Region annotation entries
*****

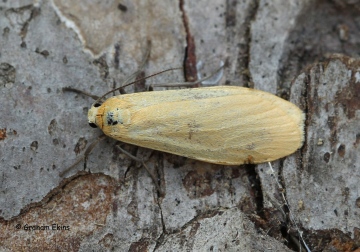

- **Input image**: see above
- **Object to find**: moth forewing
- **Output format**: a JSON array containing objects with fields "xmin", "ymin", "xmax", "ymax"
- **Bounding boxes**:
[{"xmin": 89, "ymin": 86, "xmax": 304, "ymax": 165}]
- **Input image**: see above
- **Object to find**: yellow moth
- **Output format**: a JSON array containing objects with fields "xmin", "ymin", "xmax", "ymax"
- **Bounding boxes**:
[{"xmin": 88, "ymin": 86, "xmax": 304, "ymax": 165}]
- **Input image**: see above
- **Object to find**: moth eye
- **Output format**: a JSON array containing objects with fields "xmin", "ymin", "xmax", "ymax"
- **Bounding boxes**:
[{"xmin": 89, "ymin": 122, "xmax": 97, "ymax": 128}]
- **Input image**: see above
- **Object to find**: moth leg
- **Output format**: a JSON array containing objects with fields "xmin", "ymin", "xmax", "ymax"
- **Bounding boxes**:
[
  {"xmin": 116, "ymin": 145, "xmax": 164, "ymax": 195},
  {"xmin": 151, "ymin": 61, "xmax": 225, "ymax": 88},
  {"xmin": 59, "ymin": 134, "xmax": 106, "ymax": 177}
]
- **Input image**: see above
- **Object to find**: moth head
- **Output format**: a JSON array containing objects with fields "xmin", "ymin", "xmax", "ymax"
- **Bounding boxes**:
[{"xmin": 88, "ymin": 103, "xmax": 102, "ymax": 128}]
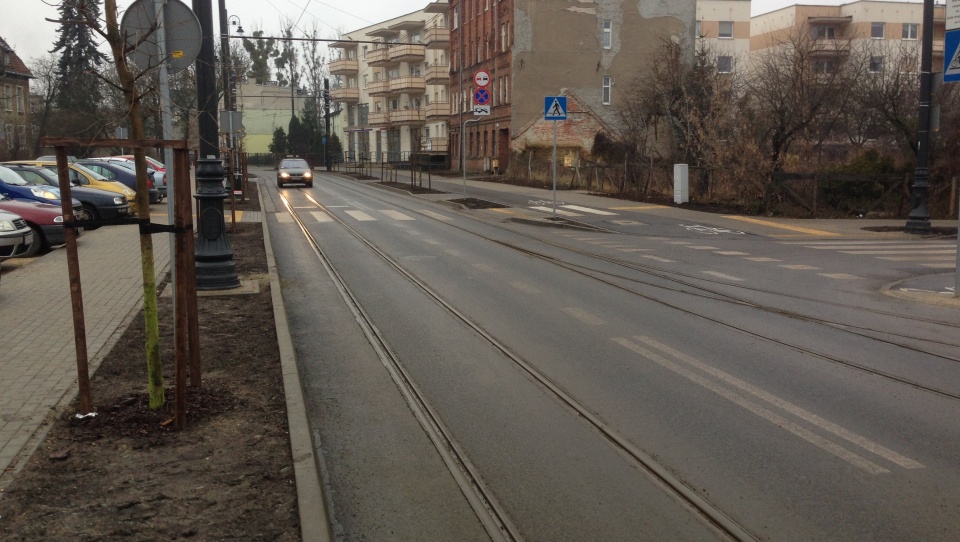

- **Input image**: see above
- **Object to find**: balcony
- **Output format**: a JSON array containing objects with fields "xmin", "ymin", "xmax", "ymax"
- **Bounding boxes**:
[
  {"xmin": 388, "ymin": 75, "xmax": 427, "ymax": 94},
  {"xmin": 427, "ymin": 102, "xmax": 450, "ymax": 119},
  {"xmin": 422, "ymin": 26, "xmax": 450, "ymax": 49},
  {"xmin": 424, "ymin": 64, "xmax": 450, "ymax": 85},
  {"xmin": 367, "ymin": 79, "xmax": 394, "ymax": 96},
  {"xmin": 367, "ymin": 111, "xmax": 390, "ymax": 126},
  {"xmin": 390, "ymin": 109, "xmax": 424, "ymax": 124},
  {"xmin": 423, "ymin": 137, "xmax": 450, "ymax": 152},
  {"xmin": 330, "ymin": 87, "xmax": 360, "ymax": 103},
  {"xmin": 367, "ymin": 47, "xmax": 392, "ymax": 66},
  {"xmin": 330, "ymin": 58, "xmax": 360, "ymax": 75},
  {"xmin": 387, "ymin": 45, "xmax": 427, "ymax": 62}
]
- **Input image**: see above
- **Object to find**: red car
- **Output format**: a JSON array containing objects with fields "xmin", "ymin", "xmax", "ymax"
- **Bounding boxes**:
[{"xmin": 0, "ymin": 195, "xmax": 81, "ymax": 258}]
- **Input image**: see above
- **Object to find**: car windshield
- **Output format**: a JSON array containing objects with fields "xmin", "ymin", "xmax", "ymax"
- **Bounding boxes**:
[
  {"xmin": 13, "ymin": 169, "xmax": 55, "ymax": 186},
  {"xmin": 0, "ymin": 166, "xmax": 27, "ymax": 186},
  {"xmin": 71, "ymin": 164, "xmax": 110, "ymax": 181},
  {"xmin": 280, "ymin": 160, "xmax": 310, "ymax": 169}
]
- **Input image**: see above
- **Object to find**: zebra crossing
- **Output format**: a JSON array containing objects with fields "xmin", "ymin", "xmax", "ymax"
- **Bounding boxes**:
[{"xmin": 782, "ymin": 239, "xmax": 957, "ymax": 269}]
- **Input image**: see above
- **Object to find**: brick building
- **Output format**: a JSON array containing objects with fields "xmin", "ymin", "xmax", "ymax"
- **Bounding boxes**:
[{"xmin": 0, "ymin": 38, "xmax": 33, "ymax": 159}]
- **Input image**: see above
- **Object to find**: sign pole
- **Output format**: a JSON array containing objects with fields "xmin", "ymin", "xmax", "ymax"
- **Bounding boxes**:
[{"xmin": 553, "ymin": 121, "xmax": 557, "ymax": 219}]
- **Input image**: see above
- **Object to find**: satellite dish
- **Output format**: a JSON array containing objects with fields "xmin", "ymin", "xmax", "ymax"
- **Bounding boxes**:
[{"xmin": 120, "ymin": 0, "xmax": 202, "ymax": 73}]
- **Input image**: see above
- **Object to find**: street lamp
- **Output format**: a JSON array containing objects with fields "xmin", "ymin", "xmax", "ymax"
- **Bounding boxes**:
[{"xmin": 905, "ymin": 0, "xmax": 933, "ymax": 235}]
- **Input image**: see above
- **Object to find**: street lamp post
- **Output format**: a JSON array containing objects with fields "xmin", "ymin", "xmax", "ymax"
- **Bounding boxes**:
[
  {"xmin": 905, "ymin": 0, "xmax": 933, "ymax": 235},
  {"xmin": 193, "ymin": 0, "xmax": 240, "ymax": 290},
  {"xmin": 460, "ymin": 117, "xmax": 480, "ymax": 199}
]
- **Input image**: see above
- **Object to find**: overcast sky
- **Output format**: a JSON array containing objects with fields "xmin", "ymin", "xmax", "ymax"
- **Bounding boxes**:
[{"xmin": 0, "ymin": 0, "xmax": 922, "ymax": 70}]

*****

→ **Problem statement**
Copy each line of the records precisely and drop any images they hold.

→ **Solution for this problem**
- **Input image**: see above
- **Object to find**: moth forewing
- **Output format**: a JSON array containing objects with fields "xmin", "ymin", "xmax", "ymax"
- **Bounding boxes**:
[{"xmin": 89, "ymin": 86, "xmax": 304, "ymax": 165}]
- **Input image**: see above
- **Object to find**: yellow moth
- **Output format**: a JSON array containing objects with fields "xmin", "ymin", "xmax", "ymax"
- **Bounding boxes**:
[{"xmin": 88, "ymin": 86, "xmax": 304, "ymax": 165}]
- **Input image**: see above
- **Object to find**: moth eye
- **Output format**: a JSON array containing objects with fields "xmin", "ymin", "xmax", "ymax"
- **Bounding boxes**:
[{"xmin": 89, "ymin": 122, "xmax": 97, "ymax": 128}]
- **Input image**: see above
- **Object to find**: moth leg
- **Output format**: a JSON array containing objects with fields "xmin", "ymin", "xmax", "ymax"
- **Bounding boxes**:
[
  {"xmin": 116, "ymin": 145, "xmax": 164, "ymax": 195},
  {"xmin": 151, "ymin": 61, "xmax": 225, "ymax": 88},
  {"xmin": 59, "ymin": 134, "xmax": 106, "ymax": 177}
]
- **Input image**: see above
- **Object to find**: moth head
- **Output format**: a JSON array containing objects with fields "xmin", "ymin", "xmax", "ymax"
- **Bounding boxes**:
[{"xmin": 88, "ymin": 103, "xmax": 102, "ymax": 128}]

- **Input image**: see above
- **Object to find**: balcony
- **Output format**: a JSON array containing objects with fields "xmin", "ymin", "xmax", "ymax"
- **Bounding boxes**:
[
  {"xmin": 388, "ymin": 75, "xmax": 427, "ymax": 94},
  {"xmin": 427, "ymin": 102, "xmax": 450, "ymax": 119},
  {"xmin": 422, "ymin": 26, "xmax": 450, "ymax": 49},
  {"xmin": 424, "ymin": 64, "xmax": 450, "ymax": 85},
  {"xmin": 367, "ymin": 79, "xmax": 394, "ymax": 96},
  {"xmin": 367, "ymin": 111, "xmax": 390, "ymax": 126},
  {"xmin": 390, "ymin": 109, "xmax": 424, "ymax": 124},
  {"xmin": 423, "ymin": 137, "xmax": 450, "ymax": 152},
  {"xmin": 330, "ymin": 87, "xmax": 360, "ymax": 103},
  {"xmin": 367, "ymin": 47, "xmax": 392, "ymax": 66},
  {"xmin": 330, "ymin": 58, "xmax": 360, "ymax": 75},
  {"xmin": 387, "ymin": 45, "xmax": 427, "ymax": 62}
]
- **Input image**: see above
- **Object to find**: red car
- **Output format**: a JSON array containing objects with fields "xmin", "ymin", "xmax", "ymax"
- **Bounding boxes**:
[{"xmin": 0, "ymin": 195, "xmax": 81, "ymax": 258}]
- **Input image**: see above
- **Object to find**: car windshield
- **Output format**: a JSON array containing objects with fields "xmin", "ymin", "xmax", "ymax"
- **Bounding boxes**:
[
  {"xmin": 13, "ymin": 169, "xmax": 55, "ymax": 186},
  {"xmin": 0, "ymin": 166, "xmax": 27, "ymax": 186},
  {"xmin": 71, "ymin": 164, "xmax": 110, "ymax": 181},
  {"xmin": 280, "ymin": 160, "xmax": 310, "ymax": 169}
]
- **Input image**: see above
- **Object to find**: zebra crossing
- **Output format**: a JSON array containing objects with fields "xmin", "ymin", "xmax", "ymax"
- **Bounding boxes**:
[{"xmin": 782, "ymin": 239, "xmax": 957, "ymax": 269}]
- **Input image**: see above
- **Object to find**: brick building
- **Output format**: a JSON array containing objects with fields "xmin", "ymin", "xmax", "ymax"
- **Bounding boxes**:
[{"xmin": 0, "ymin": 38, "xmax": 33, "ymax": 159}]
- **Input image**: see above
- **Object to find**: sign pole
- **Output format**: a JSON array containing objects with fields "xmin", "ymin", "xmax", "ymax"
- **Bounding boxes**:
[{"xmin": 553, "ymin": 121, "xmax": 557, "ymax": 219}]
- **Input image**: see above
- **Object to find**: satellite dish
- **Output format**: a JSON array containing objects with fields "xmin", "ymin", "xmax", "ymax"
- **Bounding boxes**:
[{"xmin": 120, "ymin": 0, "xmax": 202, "ymax": 73}]
- **Input image**: see above
- **Object to find**: street lamp
- **Output format**: a JSON array containing objects with fields "xmin", "ymin", "xmax", "ymax"
- **Bounding boxes**:
[{"xmin": 905, "ymin": 0, "xmax": 933, "ymax": 235}]
- **Input image**: see above
- **Object to find**: street lamp post
- **Output format**: a JSON array containing objects with fields "xmin", "ymin", "xmax", "ymax"
- **Bounding boxes**:
[
  {"xmin": 905, "ymin": 0, "xmax": 933, "ymax": 235},
  {"xmin": 193, "ymin": 0, "xmax": 240, "ymax": 290},
  {"xmin": 460, "ymin": 117, "xmax": 480, "ymax": 199}
]
- **Input image**: see above
- **Object to find**: overcast sky
- **Output format**: a JSON array containing objects with fields "xmin", "ymin", "xmax", "ymax"
- **Bounding boxes**:
[{"xmin": 0, "ymin": 0, "xmax": 922, "ymax": 70}]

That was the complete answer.